**Objetivo del ejercicio:** Reproduce sin ningún cambio el fragmento del texto sobre los recuerdos de niñez en Horcajo de la Ribera que va desde "Recuerdo ir a" hasta "de sus nietas.", ambos incluidos.

**Texto de partida:**
>>>>>

Mis recuerdos de niñez
comienzan con esos veranos largos, cálidos y de días repetitivos y
maravillosamente iguales, dando vueltas por Horcajo de la Ribera. Éramos niñas,
éramos primas, éramos amigas, y ahora, casi cincuenta años después, somos
mujeres, y seguimos siendo primas y amigas.
Recuerdo ir a buscar a mis
primas a su corral, a casa de sus abuelos, tía Petra y tío Felipe (en mi pueblo
se llamaba tío y tía a toda persona de edad, fuera o no de tu familia). Para mí
eran ya ancianos, aunque hoy sé que rondaban los cincuenta y tantos, y siempre
estaban por allí. La abuela con sus hijas (mi tía Basi y su hermana Goyi), atareada con la casa y con los
animales, y el abuelo podía aparecer en cualquier momento o encontrárnoslo en nuestras
correrías pueblerinas, con las vacas, con el caballo, siempre cariñoso y amable
con las amigas y primas de sus nietas.
Ayer leí de tirón su biografía,
en apenas un par de horas, y aprendí varias cosas. Pude apenas intuir lo que
tuvo que ser para él, y para mi padre, y para mi abuelo, y para muchos niños de
Horcajo de la Ribera, irse de su casa con diez, once o doce años para cuidar
ganado lejos de su casa. Pude sospechar la pena que sintieron, él y otros
muchos, por alejarse de su madre, de su padre, de sus amigos, para sufrir frío,
hambre y necesidad. Y aprendí a admirar un poco más a toda una generación de
hombres que vivieron una niñez muy triste, una niñez de pastores trashumantes
que hoy no podemos ni imaginar. Y por extensión, admiré a las mujeres a las que
dejaron atrás, en el pueblo, y que se hicieron cargo de los niños, de la casa,
de los animales domésticos y de los cultivos, y mantuvieron a flote la familia.

<<<<<

**Datos a continuación:**
>>>>>

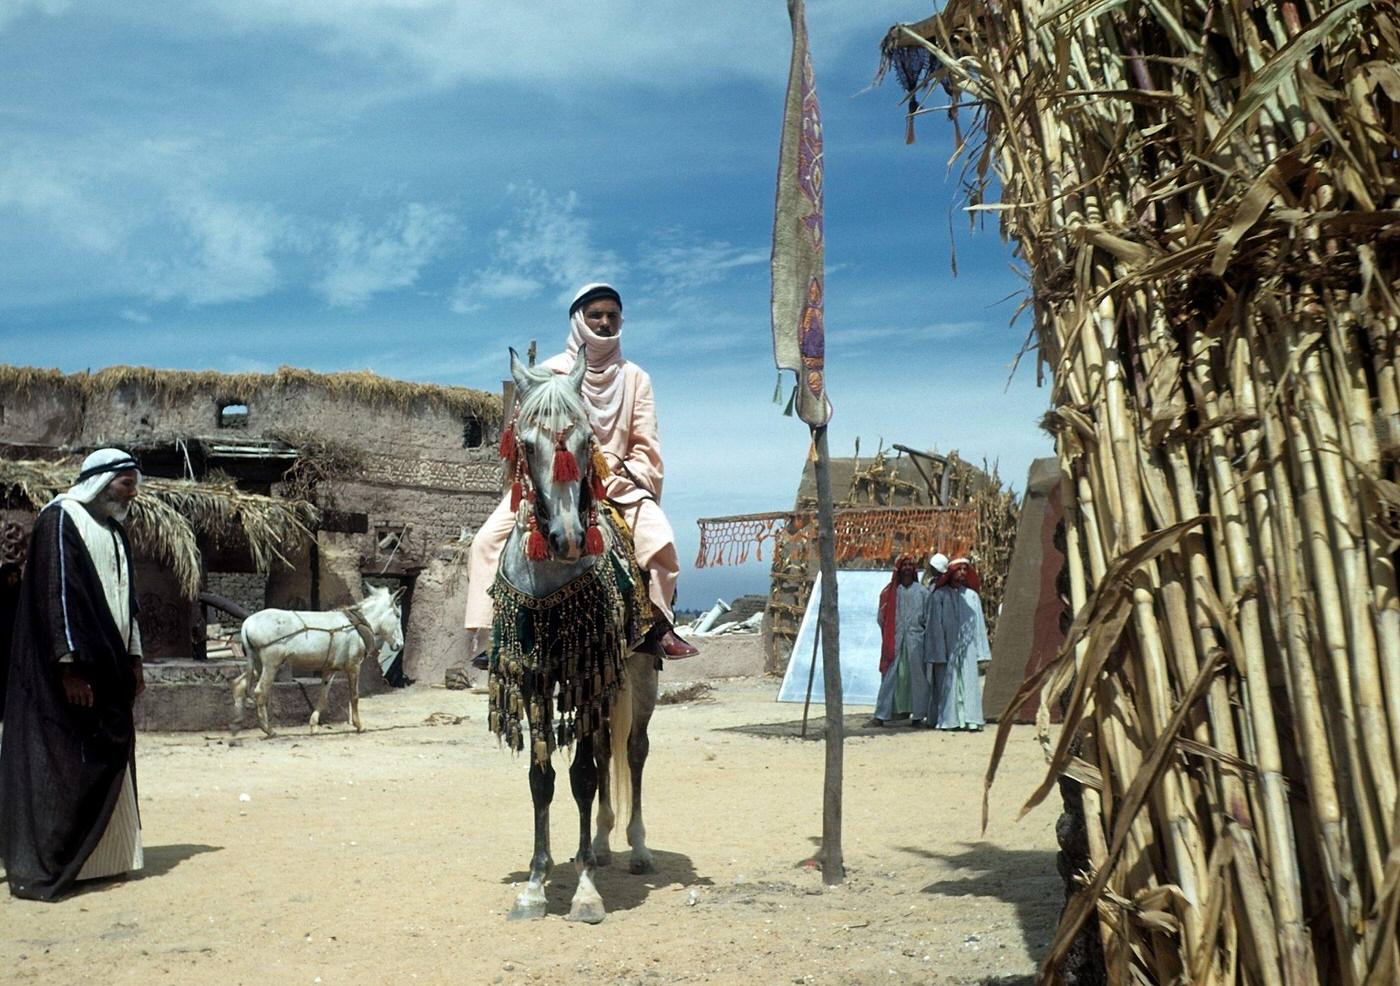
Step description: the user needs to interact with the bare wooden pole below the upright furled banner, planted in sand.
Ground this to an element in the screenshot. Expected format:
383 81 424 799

<<<<<

**Tu respuesta:**
Recuerdo ir a buscar a mis
primas a su corral, a casa de sus abuelos, tía Petra y tío Felipe (en mi pueblo
se llamaba tío y tía a toda persona de edad, fuera o no de tu familia). Para mí
eran ya ancianos, aunque hoy sé que rondaban los cincuenta y tantos, y siempre
estaban por allí. La abuela con sus hijas (mi tía Basi y su hermana Goyi), atareada con la casa y con los
animales, y el abuelo podía aparecer en cualquier momento o encontrárnoslo en nuestras
correrías pueblerinas, con las vacas, con el caballo, siempre cariñoso y amable
con las amigas y primas de sus nietas.